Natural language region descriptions
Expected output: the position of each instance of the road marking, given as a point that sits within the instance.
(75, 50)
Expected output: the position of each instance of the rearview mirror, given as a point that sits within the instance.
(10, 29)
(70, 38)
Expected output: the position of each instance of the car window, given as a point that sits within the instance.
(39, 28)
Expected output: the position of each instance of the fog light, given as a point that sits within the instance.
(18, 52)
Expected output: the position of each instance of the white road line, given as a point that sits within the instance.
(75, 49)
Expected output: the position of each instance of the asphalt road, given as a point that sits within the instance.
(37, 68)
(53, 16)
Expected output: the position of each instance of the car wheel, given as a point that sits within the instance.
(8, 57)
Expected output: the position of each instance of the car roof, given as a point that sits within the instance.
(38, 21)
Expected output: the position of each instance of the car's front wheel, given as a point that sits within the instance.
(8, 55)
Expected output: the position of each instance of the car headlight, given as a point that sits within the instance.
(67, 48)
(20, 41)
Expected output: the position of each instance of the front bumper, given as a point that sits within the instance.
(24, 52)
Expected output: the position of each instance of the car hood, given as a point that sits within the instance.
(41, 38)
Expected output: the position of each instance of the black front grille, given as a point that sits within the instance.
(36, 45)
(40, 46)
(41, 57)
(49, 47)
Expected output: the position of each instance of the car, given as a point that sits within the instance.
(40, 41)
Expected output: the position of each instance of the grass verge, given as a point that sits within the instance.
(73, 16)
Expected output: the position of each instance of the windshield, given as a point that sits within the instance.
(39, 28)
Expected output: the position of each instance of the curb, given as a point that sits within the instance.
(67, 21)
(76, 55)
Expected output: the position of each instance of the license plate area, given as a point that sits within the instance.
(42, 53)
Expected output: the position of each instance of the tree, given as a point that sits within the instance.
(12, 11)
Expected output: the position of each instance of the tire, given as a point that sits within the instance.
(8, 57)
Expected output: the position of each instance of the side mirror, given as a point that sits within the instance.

### PROBLEM REQUIREMENTS
Every single line in the records above must be written out exactly.

### ANSWER TO THIS PROBLEM
Expected output: the position of each instance of the road marking, given as a point that sits within the instance.
(75, 50)
Expected output: the position of each instance of the rearview mirror, given as a point that sits within the instance.
(10, 29)
(70, 38)
Expected output: the position of each instance of the car window, given as a point that sits within the instance.
(39, 28)
Expected output: the position of each instance of the fog light, given as a point that sits within the instance.
(18, 52)
Expected output: the position of each instance of the white road line, given as a point that sits within the instance.
(75, 49)
Expected output: the position of each instance of the asphalt road, given as a point that sits within the instance.
(37, 68)
(53, 16)
Expected output: the position of each instance of the car wheel, given as a point that sits within the instance.
(8, 57)
Expected output: the position of each instance of the car roof, given as a point that sits within the instance.
(38, 21)
Expected output: the position of each instance of the car's front wheel, given as a point that sits within the instance.
(8, 55)
Expected output: the position of each instance of the car headlight, given as a point that sits within the instance.
(67, 48)
(20, 41)
Expected output: the position of each instance of the front bumper, given as a point that sits within the instance.
(24, 52)
Expected output: the position of each instance of the car hood, given as a point that sits within the instance.
(41, 38)
Expected output: the position of each instance of the black front grille, given as a point that sits within the instance.
(36, 45)
(40, 46)
(41, 57)
(49, 47)
Expected output: the position of each instance of the car, given as a point that sits within the instance.
(40, 41)
Expected output: the position of each instance of the grass verge, given as a point that sits within the instance.
(73, 16)
Expected output: the position of each instance of the windshield, given as a point that sits within the instance.
(39, 28)
Expected output: the position of each instance of the curb, given as a point that sits within the instance.
(67, 21)
(76, 55)
Expected output: the position of each instance of the license plate area, given as a point that sits within the instance.
(42, 53)
Expected output: the position of each instance of the tree, given as a point that sits within the instance.
(12, 11)
Expected output: the position of each instance of the tire, given as a point that sits within the instance.
(8, 57)
Expected output: the position of each instance of the side mirror, given as a point that sits within the instance.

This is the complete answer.